> _Vos consignes_
Pour chaque affirmation, répondez oui ou non selon qu'elle concorde avec le texte ci-dessous sur le vote anticipé à New York, puis citez mot pour mot les termes du texte qui tranchent. 1. Le bureau de vote était installé dans le hall de Madison Square Garden. 2. Jerad Ashby a 45 ans. 3. Kenneth Scarlett travaille dans la finance.

> _Passage du texte_
■ ■ ■

(New York) Ne pas considérer une défaite de Donald Trump comme acquise et voter massivement pour assurer une « large victoire » à Joe Biden : les New-Yorkais, très majoritairement démocrates, se pressaient samedi à leur tour pour voter par anticipation à la présidentielle.

Une queue s’étirait sur plusieurs pâtés de maison samedi matin — premier jour d’ouverture du vote anticipé dans l’État de New York — devant le bureau de vote exceptionnellement aménagé cette année dans le hall de Madison Square Garden à Manhattan : depuis mars, cette mythique salle de concerts et d’évènements sportifs est réduite au silence pour cause de pandémie, mais les joueurs de NBA ont obtenu en août, suite aux manifestations contre les inégalités raciales, de transformer plusieurs grandes salles de basket en bureaux de vote.

Dans cette métropole durement frappée par la pandémie au printemps, mais qui résiste pour l’instant à un retour en force du virus, les électeurs, dûment masqués, parfois gantés, semblaient prêts à attendre dans le calme, plusieurs heures durant, avant de pouvoir franchir les portiques détecteurs de métaux menant au bureau de vote.

« Il s’est passé tellement de choses, c’est un privilège de faire une queue comme ça », dit Jerad Ashby qui, comme toutes les personnes interrogées par l’AFP, soutient l’ex-vice-président Joe Biden. « Il faut (élire) quelqu’un de convenable, qui représentera tout le monde et pas seulement ceux qui sont d’accord avec lui ».  

Pour ce père de famille de 38 ans, même si l’État de New York vote systématiquement démocrate et ne fait pas partie des États-clé qui peuvent faire basculer l’élection le 3 novembre, voter massivement est important, car « il faut non seulement gagner, mais gagner vraiment largement ».

Kenneth Scarlett, qui travaille dans le marketing, estime lui aussi qu’État-clé ou pas, « le pays doit savoir comment tous ses citoyens se positionnent. Je veux que Trump soit répudié le plus nettement possible ».

■ ■ ■

> _Matériel source_

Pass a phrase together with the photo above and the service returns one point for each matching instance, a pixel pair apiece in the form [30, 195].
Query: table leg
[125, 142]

■ ■ ■

> _Réponse rédigée_
1. Oui : « devant le bureau de vote exceptionnellement aménagé cette année dans le hall de Madison Square Garden à Manhattan »
2. Non : « Pour ce père de famille de 38 ans »
3. Non : « Kenneth Scarlett, qui travaille dans le marketing »